§ Passage provided:
As mentioned in the question, the ratio of the sum of first n terms of two different arithmetic progressions is as follows
For 1st arithmetic progression, let the first term and common difference be ‘a’ and ‘d’ respectively and for the 2nd arithmetic progression, let the first term and common difference be ‘A’ and ‘D’.
Now, we can write as following using the formula given in the hint,
$\dfrac{{{S}_{n}}}{{{S}_{n}}\grave{\ }}=\dfrac{\left( 7n+1 \right)}{\left( 4n+27 \right)}$
Now, we can write this ratio as follows
$\dfrac{\dfrac{n}{2}\left( 2a+(n-1)d \right)}{\dfrac{n}{2}\left( 2A+(n-1)D \right)}=\dfrac{\left( 7n+1 \right)}{\left( 4n+27 \right)}$.
$\dfrac{\left( 2a+(n-1)d \right)}{\left( 2A+(n-1)D \right)}=\dfrac{\left( 7n+1 \right)}{\left( 4n+27 \right)}$.
$\dfrac{\left( a+\dfrac{(n-1)}{2}d \right)}{\left( A+\dfrac{(n-1)}{2}D \right)}=\dfrac{\left( 7n+1 \right)}{\left( 4n+27 \right)}$ ---(a).
We know that the ${{n}^{th}}$ term of an A.P (Arithmetic progression) is defined as ${{T}_{n}}=a+\left( n-1 \right)d$---(1), where a is first term and d is the common difference.
Now, we are asked the ratio of the ${{m}^{th}}$ term of these two series and let us assume it as ‘m’. Using equation (1) we get,
$\dfrac{a+\left( m-1 \right)d}{A+\left( m-1 \right)D}=x\ \ \ \ \ ...(b)$
We need to make a substitution in place of n of the equation (a) to get equation (b). So, we compare both numerators (or denominators) to find the value that needs to substitute in n.
So, we have $\dfrac{(n-1)}{2}=\left( m-1 \right)$.
$n-1=2\left( m-1 \right)$.
$n-1=2m-2$.
$n=2m-2+1$.
$n=2m-1$ ---(c).
We now substitute the result obtained from equation (c) in equation (a).

§ Written instruction: Resume the arithmetic progression solution above, picking up directly after its last sentence.

§ Data block:
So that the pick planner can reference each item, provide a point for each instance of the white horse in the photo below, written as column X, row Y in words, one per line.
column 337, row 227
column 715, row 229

§ Answer for this exercise:
$\dfrac{\left( a+\dfrac{(2m-1-1)}{2}d \right)}{\left( A+\dfrac{(2m-1-1)}{2}D \right)}=\dfrac{\left( 7\times \left( 2m-1 \right)+1 \right)}{\left( 4\times \left( 2m-1 \right)+27 \right)}$.
$\dfrac{\left( a+\dfrac{(2m-2)}{2}d \right)}{\left( A+\dfrac{(2m-2)}{2}D \right)}=\dfrac{\left( 14m-7+1 \right)}{\left( 8m-4+27 \right)}$.
$\dfrac{\left( a+\left( m-1 \right)d \right)}{\left( A+\left( m-1 \right)D \right)}=\dfrac{\left( 14m-6 \right)}{\left( 8m+23 \right)}$.
On comparing numerator and denominator with equation (1), we get
$\dfrac{{{T}_{m}}}{T_{m}^{'}}=\dfrac{\left( 14m-6 \right)}{\left( 8m+23 \right)}$.
We have found the ratio of the ${{m}^{th}}$ terms of two progressions as $\dfrac{14m-6}{8m+23}$.

Note: We should not take the same first term and common difference for both progressions as it will make us confused and give wrong results. Whenever we get this type of problem, we need to first take the ratio and make a substitution that will be fit in order to get the ratio of required terms. We should not confuse the general terms of geometric, arithmetic and harmonic progressions.